◆ TEKSTBLOK
Ratio Weerstandsvermogen Betekenis
 > 2,0 Uitstekend
1,4 - 2,0 Ruim voldoende
1,0 - 1,4 Voldoende
0,8 - 1,0 Matig
0,6 - 0,8 Onvoldoende
< 0,6 Ruim onvoldoende

Regels van de raad

Als de ratio hoger is dan 1,4, mag het weerstandsvermogen worden teruggebracht tot 1,4. Het verschil mag dan naar de algemene middelen.

Bij een ratio tussen 1 en 1,4 mag het weerstandsvermogen worden gebruikt voor financiële tegenvallers, maar tot maximaal de ratio 1.

Als de ratio onder 1 komt, moeten financiële meevallers weer aan het weerstandsvermogen worden toegevoegd, totdat het minimaal 1 is.

Uittreksel uit dataset
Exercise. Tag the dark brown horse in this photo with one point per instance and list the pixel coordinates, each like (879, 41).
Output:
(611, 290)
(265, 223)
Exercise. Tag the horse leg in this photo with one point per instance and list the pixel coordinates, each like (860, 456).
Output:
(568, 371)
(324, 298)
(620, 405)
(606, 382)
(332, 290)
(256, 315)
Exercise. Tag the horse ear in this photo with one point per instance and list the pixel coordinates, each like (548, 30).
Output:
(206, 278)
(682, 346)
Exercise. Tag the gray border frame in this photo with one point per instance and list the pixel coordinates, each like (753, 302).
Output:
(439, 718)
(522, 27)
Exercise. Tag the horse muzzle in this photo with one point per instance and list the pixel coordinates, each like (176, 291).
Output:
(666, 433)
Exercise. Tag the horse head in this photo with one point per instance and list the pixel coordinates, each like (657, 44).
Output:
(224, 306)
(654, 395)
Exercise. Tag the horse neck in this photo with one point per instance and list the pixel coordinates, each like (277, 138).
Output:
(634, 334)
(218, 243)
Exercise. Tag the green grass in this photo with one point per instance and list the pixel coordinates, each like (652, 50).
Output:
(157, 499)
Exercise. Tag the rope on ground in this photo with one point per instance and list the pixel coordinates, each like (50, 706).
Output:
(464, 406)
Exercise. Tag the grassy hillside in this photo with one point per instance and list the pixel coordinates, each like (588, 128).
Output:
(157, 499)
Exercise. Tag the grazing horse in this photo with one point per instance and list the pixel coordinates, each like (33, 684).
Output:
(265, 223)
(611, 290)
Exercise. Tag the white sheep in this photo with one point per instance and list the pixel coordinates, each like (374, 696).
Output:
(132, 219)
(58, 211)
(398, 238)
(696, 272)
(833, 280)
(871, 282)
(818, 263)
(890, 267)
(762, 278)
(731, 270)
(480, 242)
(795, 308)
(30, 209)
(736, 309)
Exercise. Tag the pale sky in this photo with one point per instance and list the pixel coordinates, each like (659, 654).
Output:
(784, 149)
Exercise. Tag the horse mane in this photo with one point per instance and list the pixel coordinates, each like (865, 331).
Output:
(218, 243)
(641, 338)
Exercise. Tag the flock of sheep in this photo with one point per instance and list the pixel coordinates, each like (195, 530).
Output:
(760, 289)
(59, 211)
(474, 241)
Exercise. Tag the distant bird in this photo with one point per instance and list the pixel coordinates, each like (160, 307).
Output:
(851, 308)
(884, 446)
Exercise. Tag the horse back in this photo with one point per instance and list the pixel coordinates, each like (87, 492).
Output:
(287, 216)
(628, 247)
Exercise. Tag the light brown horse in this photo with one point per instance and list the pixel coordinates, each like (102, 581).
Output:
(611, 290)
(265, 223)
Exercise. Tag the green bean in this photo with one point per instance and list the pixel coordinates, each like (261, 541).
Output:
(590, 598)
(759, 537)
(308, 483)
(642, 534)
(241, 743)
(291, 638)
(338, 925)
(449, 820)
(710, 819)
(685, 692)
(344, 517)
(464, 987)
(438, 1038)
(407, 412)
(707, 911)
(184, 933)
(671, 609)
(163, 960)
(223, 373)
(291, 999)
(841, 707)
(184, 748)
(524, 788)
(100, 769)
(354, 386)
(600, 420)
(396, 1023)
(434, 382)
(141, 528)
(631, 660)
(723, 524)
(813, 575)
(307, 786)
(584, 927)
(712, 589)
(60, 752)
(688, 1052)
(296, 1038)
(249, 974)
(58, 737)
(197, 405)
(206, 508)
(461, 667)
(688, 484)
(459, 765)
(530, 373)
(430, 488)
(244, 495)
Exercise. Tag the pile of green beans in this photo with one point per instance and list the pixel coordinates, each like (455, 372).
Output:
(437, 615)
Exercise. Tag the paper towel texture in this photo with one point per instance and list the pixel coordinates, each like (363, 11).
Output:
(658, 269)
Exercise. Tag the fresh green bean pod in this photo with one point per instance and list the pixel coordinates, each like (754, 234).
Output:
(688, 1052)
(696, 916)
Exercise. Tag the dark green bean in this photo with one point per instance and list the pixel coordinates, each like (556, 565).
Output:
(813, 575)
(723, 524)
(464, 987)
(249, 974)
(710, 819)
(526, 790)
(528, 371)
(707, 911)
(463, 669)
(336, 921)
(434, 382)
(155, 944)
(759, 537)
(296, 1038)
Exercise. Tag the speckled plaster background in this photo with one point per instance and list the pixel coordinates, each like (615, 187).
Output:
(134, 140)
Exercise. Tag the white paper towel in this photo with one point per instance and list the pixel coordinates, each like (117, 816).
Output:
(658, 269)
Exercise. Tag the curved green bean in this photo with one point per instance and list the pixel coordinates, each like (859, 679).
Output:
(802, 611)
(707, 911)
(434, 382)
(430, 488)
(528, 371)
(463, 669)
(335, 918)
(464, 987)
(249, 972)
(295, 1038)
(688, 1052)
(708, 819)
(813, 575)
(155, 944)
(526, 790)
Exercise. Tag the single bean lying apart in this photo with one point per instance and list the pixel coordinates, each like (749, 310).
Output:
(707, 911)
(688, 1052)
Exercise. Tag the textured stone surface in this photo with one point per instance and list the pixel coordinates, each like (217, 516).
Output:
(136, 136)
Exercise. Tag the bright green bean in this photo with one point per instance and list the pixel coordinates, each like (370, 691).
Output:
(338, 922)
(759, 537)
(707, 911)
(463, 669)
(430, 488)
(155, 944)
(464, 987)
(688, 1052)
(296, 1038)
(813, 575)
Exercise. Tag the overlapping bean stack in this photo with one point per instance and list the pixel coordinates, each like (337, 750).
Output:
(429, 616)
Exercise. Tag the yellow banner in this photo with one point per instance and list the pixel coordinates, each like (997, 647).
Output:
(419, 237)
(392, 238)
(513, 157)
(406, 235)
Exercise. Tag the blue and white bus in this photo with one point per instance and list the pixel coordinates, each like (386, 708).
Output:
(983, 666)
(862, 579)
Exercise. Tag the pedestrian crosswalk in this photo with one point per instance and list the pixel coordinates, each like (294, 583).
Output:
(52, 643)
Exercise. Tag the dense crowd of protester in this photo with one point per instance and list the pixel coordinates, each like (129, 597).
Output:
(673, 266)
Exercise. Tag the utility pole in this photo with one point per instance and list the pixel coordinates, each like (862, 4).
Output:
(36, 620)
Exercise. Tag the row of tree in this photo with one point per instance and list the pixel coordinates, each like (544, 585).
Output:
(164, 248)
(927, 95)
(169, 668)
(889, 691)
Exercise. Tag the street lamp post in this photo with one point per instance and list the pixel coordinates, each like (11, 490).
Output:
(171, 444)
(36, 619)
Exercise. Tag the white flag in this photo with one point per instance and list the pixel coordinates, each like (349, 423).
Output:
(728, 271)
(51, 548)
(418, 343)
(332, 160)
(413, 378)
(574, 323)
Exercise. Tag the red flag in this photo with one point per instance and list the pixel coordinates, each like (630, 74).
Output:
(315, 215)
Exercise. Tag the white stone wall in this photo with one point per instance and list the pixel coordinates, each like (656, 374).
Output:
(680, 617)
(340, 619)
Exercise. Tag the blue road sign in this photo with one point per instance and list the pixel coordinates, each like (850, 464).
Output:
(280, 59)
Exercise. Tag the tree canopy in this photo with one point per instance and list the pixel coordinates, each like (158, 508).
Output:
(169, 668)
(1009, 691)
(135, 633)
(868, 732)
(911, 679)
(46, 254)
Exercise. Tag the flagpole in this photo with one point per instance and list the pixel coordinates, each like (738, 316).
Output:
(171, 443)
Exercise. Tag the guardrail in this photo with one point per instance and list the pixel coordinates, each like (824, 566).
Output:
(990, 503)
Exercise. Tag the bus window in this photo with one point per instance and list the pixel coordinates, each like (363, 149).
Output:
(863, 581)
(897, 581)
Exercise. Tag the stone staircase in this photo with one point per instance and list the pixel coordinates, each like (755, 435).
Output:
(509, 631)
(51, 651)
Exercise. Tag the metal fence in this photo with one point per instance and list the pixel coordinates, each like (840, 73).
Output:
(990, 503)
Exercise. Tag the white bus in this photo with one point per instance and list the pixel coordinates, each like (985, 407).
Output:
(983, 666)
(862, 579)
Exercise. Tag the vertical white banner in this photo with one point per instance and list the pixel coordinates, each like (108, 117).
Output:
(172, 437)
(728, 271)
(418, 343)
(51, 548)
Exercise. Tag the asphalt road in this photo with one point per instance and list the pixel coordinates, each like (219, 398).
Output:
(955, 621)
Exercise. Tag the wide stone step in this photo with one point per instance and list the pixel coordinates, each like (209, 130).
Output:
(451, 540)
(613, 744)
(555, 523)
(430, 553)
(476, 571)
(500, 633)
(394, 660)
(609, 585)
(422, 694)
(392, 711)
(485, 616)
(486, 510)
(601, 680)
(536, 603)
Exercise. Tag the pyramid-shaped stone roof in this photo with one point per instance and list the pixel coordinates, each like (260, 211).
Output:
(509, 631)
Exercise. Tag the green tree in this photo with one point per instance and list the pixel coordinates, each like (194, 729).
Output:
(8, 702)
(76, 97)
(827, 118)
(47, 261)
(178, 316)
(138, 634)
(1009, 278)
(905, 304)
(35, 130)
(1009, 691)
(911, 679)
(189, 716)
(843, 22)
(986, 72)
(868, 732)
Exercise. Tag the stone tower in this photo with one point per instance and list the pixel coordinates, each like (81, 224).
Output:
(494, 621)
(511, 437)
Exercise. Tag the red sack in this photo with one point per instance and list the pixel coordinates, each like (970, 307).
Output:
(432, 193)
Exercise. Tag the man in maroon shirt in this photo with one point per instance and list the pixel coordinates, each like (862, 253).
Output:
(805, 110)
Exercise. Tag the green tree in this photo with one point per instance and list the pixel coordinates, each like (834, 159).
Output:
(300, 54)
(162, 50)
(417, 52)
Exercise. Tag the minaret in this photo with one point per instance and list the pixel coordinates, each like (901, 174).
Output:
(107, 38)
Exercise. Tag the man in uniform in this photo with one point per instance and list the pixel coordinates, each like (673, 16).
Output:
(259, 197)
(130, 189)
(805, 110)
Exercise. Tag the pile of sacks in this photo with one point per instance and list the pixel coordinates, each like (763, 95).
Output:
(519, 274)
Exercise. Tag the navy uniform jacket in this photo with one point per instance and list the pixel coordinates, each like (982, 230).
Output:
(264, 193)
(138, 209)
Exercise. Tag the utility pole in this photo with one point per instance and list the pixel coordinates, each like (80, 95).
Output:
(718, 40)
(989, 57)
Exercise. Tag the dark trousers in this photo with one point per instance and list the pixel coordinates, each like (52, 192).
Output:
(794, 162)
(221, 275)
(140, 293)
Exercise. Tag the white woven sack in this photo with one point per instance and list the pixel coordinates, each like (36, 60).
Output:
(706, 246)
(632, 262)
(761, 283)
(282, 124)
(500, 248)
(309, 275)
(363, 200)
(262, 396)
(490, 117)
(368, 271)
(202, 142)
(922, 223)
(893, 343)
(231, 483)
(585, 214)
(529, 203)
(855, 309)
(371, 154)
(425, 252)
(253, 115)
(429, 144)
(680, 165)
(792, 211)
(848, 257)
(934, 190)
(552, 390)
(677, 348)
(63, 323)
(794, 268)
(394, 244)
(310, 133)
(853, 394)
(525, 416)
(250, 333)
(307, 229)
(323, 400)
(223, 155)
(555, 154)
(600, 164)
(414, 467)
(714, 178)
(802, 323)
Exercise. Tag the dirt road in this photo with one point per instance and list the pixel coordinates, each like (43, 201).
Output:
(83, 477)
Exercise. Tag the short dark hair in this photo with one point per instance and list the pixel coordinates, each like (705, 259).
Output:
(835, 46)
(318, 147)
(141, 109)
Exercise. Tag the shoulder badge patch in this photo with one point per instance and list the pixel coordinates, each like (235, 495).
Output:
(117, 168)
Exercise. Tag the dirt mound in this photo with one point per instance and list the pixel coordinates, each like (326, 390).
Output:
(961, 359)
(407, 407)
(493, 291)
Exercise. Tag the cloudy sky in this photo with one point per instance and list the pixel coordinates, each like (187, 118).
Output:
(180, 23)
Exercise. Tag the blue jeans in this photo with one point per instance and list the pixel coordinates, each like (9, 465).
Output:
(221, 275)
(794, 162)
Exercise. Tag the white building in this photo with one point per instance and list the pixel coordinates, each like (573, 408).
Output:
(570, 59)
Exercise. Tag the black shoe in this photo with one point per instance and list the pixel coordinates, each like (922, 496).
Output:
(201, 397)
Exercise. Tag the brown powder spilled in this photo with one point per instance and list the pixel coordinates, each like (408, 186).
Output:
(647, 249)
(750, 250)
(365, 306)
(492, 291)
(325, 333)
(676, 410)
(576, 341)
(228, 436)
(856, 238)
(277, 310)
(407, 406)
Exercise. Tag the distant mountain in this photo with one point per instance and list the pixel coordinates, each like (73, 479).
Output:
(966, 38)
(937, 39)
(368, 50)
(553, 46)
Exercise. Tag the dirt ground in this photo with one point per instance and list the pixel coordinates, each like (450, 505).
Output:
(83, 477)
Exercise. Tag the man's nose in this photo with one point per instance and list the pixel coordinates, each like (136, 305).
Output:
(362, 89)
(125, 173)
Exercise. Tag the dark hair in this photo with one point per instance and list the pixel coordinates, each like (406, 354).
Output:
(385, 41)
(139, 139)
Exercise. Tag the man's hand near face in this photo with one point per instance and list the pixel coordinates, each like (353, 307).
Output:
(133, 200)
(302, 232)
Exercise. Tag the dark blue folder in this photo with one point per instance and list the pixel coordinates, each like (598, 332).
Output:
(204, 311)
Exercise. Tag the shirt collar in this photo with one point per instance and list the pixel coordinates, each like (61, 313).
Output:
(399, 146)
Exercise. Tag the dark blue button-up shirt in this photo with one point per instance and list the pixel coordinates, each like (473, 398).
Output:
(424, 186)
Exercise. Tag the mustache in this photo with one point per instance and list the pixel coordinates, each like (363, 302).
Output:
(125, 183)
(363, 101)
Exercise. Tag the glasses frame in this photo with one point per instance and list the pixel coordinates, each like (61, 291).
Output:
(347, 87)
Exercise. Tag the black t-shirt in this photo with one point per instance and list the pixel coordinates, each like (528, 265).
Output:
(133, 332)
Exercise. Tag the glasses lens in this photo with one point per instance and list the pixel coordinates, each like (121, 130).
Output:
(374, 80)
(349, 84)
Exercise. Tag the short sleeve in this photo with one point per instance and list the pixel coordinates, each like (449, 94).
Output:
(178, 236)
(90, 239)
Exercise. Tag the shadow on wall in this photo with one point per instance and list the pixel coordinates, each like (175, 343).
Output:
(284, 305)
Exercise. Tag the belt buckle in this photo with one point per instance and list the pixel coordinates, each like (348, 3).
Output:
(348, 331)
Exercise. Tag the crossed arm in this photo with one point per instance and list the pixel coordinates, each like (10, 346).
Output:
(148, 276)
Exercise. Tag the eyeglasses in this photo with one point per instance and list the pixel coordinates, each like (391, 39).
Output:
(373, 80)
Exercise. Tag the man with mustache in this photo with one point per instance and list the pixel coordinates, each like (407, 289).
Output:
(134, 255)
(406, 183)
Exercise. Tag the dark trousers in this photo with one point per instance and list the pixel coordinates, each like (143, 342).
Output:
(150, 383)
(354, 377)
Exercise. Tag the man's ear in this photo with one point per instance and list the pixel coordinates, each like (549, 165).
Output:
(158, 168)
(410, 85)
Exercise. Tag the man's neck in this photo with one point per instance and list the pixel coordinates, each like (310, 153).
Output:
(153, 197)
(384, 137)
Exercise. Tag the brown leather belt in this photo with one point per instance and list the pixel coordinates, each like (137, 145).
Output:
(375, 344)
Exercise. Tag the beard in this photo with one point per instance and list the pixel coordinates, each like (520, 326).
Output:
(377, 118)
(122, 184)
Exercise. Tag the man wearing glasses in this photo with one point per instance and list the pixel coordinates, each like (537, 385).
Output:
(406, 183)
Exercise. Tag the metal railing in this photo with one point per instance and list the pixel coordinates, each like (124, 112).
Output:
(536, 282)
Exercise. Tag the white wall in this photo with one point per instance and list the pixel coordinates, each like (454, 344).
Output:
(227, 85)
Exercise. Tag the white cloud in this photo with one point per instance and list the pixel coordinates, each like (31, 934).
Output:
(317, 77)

◆ OPDRACHT 1
Schrijf uit de tekst over het weerstandsvermogen woordelijk het gedeelte over dat begint met de woorden "Regels van de" en eindigt met "minimaal 1 is.".
◆ OPDRACHT 2
Waar mag volgens de tekst over het weerstandsvermogen het verschil naartoe wanneer het weerstandsvermogen bij een ratio hoger dan 1,4 wordt teruggebracht tot 1,4?
De rijen houden geen verband met de tekst over het weerstandsvermogen.

◆ ANTWOORD 1
Regels van de raad

Als de ratio hoger is dan 1,4, mag het weerstandsvermogen worden teruggebracht tot 1,4. Het verschil mag dan naar de algemene middelen.

Bij een ratio tussen 1 en 1,4 mag het weerstandsvermogen worden gebruikt voor financiële tegenvallers, maar tot maximaal de ratio 1.

Als de ratio onder 1 komt, moeten financiële meevallers weer aan het weerstandsvermogen worden toegevoegd, totdat het minimaal 1 is.

◆ ANTWOORD 2
Het verschil mag naar de algemene middelen.